Selected extract —
▶
Then Equivalent emf, $({\xi _{eq}})$, $$ \Rightarrow {\xi _{eq}} = {\xi _1} + {\xi _2}..... + {\xi _n}$$
Also, equivalent internal resistance $({r_{eq}})$ ,$$ \Rightarrow {r_{eq}} = {r_1} + {r_2} + ..... + {r_n}$$
Total resistance $(R_{eq})$ of the circuit, $$R_{eq}=R + r_{eq}$$
The above circuit becomes as shown.
The current $(I)$ in the circuit, $$I = \frac{{\xi_{eq} }}{{R + r_{eq}}}$$
For $n$ identical cell
Equivalent emf $({\xi _{eq}})$, $$ \Rightarrow {\xi _{eq}} = n\xi $$
Equivalent internal resistance $(r_{eq})$ ,$${r_{eq}} =nr$$
The current $(I)$ in the circuit, $$I = \frac{n{\xi}}{{R + nr}}$$
Special Cases
(i). If $R \gg nr$, then $I = \frac{{n\xi }}{R}$= n times the current due to single cell
(ii).If $R \ll nr$, then $I = \frac{{n\xi }}{{nr}} = \frac{\xi }{r}$ = current given by single cell.
◀
Listing —
▶
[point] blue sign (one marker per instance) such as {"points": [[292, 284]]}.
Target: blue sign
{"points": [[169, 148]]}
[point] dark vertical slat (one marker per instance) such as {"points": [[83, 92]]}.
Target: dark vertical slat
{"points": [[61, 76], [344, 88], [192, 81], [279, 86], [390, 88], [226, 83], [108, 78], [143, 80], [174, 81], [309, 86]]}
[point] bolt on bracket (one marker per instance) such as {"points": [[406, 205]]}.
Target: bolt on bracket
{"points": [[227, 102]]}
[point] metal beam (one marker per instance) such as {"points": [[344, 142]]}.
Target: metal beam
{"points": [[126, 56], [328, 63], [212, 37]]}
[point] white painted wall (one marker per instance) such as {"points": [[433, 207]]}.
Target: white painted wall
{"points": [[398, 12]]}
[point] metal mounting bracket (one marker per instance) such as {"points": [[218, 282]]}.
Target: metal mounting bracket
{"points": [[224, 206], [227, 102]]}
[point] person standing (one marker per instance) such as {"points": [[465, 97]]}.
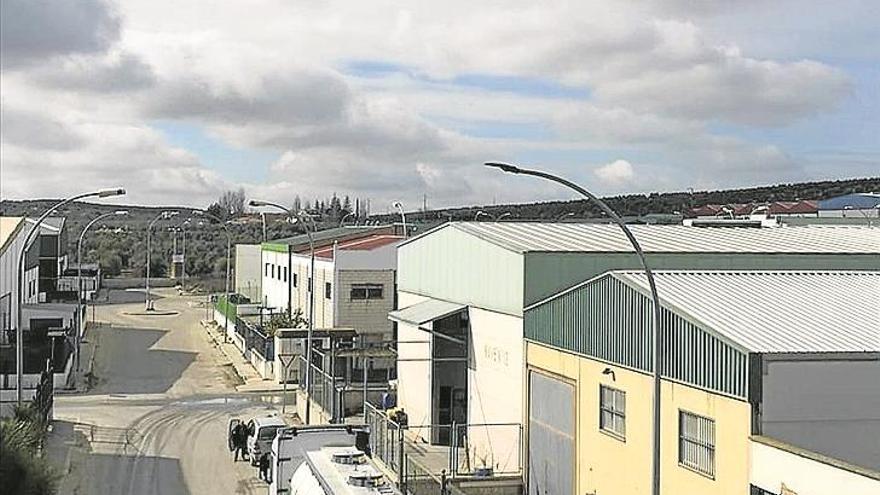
◀
What is expected — List every distinct quantity in the text on equivalent emf and internal resistance whose symbol appears in parentheses right after its name, giving each symbol.

The reply —
- Equivalent emf: ξ_eq
- Equivalent internal resistance: r_eq
- Total resistance of the circuit: R_eq
- Current in the circuit: I